(Lines of data)
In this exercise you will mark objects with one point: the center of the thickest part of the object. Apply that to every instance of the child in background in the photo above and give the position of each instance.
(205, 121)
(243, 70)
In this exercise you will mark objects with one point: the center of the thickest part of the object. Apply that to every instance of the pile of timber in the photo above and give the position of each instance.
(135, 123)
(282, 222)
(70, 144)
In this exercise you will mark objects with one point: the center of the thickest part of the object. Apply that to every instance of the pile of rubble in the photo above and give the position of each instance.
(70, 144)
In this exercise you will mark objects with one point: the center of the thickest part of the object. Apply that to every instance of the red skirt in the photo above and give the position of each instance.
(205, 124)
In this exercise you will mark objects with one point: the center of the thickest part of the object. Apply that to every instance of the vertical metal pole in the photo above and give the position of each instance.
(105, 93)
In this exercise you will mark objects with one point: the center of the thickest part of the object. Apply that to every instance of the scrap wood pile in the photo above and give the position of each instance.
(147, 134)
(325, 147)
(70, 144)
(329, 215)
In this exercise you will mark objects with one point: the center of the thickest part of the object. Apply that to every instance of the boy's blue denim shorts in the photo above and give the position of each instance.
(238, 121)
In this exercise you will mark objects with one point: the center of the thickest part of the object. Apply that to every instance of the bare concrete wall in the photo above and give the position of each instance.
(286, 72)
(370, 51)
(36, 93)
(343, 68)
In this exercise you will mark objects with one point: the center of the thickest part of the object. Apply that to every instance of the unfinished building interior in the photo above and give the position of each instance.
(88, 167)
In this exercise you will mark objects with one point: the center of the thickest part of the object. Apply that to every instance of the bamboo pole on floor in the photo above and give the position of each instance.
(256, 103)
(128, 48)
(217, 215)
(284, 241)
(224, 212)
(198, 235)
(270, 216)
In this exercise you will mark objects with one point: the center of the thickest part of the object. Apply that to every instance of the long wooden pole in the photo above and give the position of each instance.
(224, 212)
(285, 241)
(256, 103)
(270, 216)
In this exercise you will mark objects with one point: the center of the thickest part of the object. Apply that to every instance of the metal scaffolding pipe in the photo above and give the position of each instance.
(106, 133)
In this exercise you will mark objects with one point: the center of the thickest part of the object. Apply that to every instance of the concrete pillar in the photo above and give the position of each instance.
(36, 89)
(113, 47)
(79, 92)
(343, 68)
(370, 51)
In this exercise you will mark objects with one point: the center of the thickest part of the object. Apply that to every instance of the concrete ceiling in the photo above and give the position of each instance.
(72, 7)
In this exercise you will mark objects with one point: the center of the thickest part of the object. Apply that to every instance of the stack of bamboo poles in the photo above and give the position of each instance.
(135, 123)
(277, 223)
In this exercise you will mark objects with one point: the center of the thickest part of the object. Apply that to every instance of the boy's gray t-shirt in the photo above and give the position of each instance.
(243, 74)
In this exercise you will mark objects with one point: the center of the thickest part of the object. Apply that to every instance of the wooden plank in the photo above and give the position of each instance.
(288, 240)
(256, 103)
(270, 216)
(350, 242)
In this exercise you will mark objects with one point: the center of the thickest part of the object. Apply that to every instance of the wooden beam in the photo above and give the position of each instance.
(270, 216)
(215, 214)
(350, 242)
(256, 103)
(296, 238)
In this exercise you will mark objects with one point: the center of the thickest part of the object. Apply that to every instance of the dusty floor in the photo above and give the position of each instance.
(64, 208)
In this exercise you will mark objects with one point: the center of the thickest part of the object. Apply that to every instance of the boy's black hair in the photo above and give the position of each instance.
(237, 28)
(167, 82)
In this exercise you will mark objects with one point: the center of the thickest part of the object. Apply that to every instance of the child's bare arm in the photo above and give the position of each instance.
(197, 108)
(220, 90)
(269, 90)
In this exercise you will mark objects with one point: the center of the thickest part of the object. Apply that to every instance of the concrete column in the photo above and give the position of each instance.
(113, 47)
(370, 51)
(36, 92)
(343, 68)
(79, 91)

GIVEN EXERCISE:
Present all the lines above as a numbered list, omitting any blank lines.

THE OUTPUT:
1. In this exercise you will mark objects with one point: the center of the thickest part of the object. Apply that to every instance of the child in background in the photo above and give the position of each instance.
2. (205, 121)
3. (243, 70)
4. In this exercise you will mark objects with one point: the center of the thickest part of the object. Apply that to every instance of the pile of timber in the photo above and give the position of each instance.
5. (135, 123)
6. (282, 222)
7. (70, 144)
8. In this exercise you will mark objects with one point: the center of the thickest part of the object. Apply that to every instance of the pile of rubble in the photo above and give the position of each instance.
9. (70, 144)
10. In this exercise you will mark objects with one point: the center of the thickest part of the object. Apply that to every instance of the red skirt in the photo above and give the position of each instance.
11. (205, 124)
12. In this exercise you will mark objects with one point: the center of the thickest part of the object. Apply that to every instance of the vertical metal pole in the photo above and give the position of each instance.
13. (105, 93)
14. In this exercise you will mark objects with one point: the center of the thickest part of the object. Apply that to every instance of the scrap wood pile in the photo above and give the position of each instance.
15. (147, 134)
16. (325, 147)
17. (70, 144)
18. (329, 215)
19. In this exercise you will mark objects with one point: the center of the thickest part of the object. Apply that to every instance of the boy's blue denim shorts in the photo above and give the position of each instance.
20. (238, 121)
21. In this exercise you will mark objects with one point: the center of the thickest part of the object. Apply that to every instance of the bare concrete wall in the photo above and give the position of each instance.
22. (286, 72)
23. (370, 51)
24. (36, 93)
25. (343, 68)
26. In this exercise you will mark objects with one point: the center of the thickest part of the object. Apply that to every instance of the unfinished building interior in the photo above and give the position of each instance.
27. (88, 167)
28. In this exercise you will mark objects with one point: the center of the thickest part of the object. Apply that to every instance of the bamboo pole on floor in the photo above and give the position of each instance.
29. (256, 103)
30. (128, 48)
31. (217, 215)
32. (284, 241)
33. (224, 212)
34. (198, 235)
35. (270, 216)
36. In this exercise you will mark objects with one point: the center of the thickest part of the object. Apply that to every instance of the long wooden pole in the photo above and give the position of each instance.
37. (224, 212)
38. (285, 241)
39. (256, 103)
40. (270, 216)
41. In this exercise you will mark objects with one point: the center of the thickest part of the object. Apply that to every instance of the metal scaffolding pipe in the photo above and give the position of each instance.
42. (106, 133)
43. In this exercise you will mark objects with one point: the center of the thickest part of the object. Apply that to every instance of the concrete pillar in the photo above and give the position of each instance.
44. (36, 89)
45. (113, 47)
46. (79, 92)
47. (343, 68)
48. (370, 51)
49. In this exercise you will mark objects with one point: the center of the thickest part of the object. Apply that to every instance of the concrete ceiling in the photo above and give the position of each instance.
50. (72, 7)
51. In this exercise you will mark objects with one point: the center of the thickest part of the object. Apply that to every instance of the stack of bamboo poles in the photo above and give the position of each instance.
52. (135, 123)
53. (277, 223)
54. In this exercise you will mark objects with one point: the center of the thickest part of the object. Apply that to every instance of the boy's gray t-shirt in the photo above and give the position of each instance.
55. (243, 74)
56. In this exercise you will mark objects with one point: the center of the thickest part of the object. Apply that to every instance of the wooden plank in the photo above and give the position of each instance.
57. (288, 240)
58. (256, 103)
59. (270, 216)
60. (350, 242)
61. In this exercise you will mark objects with one point: the center of the thickest part of the object. Apply that to every instance of the wooden beam in the photo above and give the position of each instance.
62. (270, 216)
63. (215, 214)
64. (350, 242)
65. (256, 103)
66. (296, 238)
67. In this exercise you will mark objects with one point: the center of the thickest part of the object. Apply that to every instance of the dusty floor in the photo above and give the position of each instance.
68. (64, 208)
69. In this exercise you will mark objects with one point: the center of the thickest part of the object. Apply that to every instance of the boy's black hair in the photo above and give the position of each instance.
70. (237, 28)
71. (167, 82)
72. In this exercise you will mark objects with one point: the center of the thickest part of the object. Apply that to every instance of the child's bare arm in the photo above and give the position of each instance.
73. (197, 108)
74. (220, 90)
75. (269, 90)
76. In this exercise you will mark objects with one point: the center of the thickest part of the object. Apply that to every instance of the concrete column in the photo above and give the position of each instance.
77. (113, 47)
78. (370, 51)
79. (36, 92)
80. (343, 68)
81. (79, 91)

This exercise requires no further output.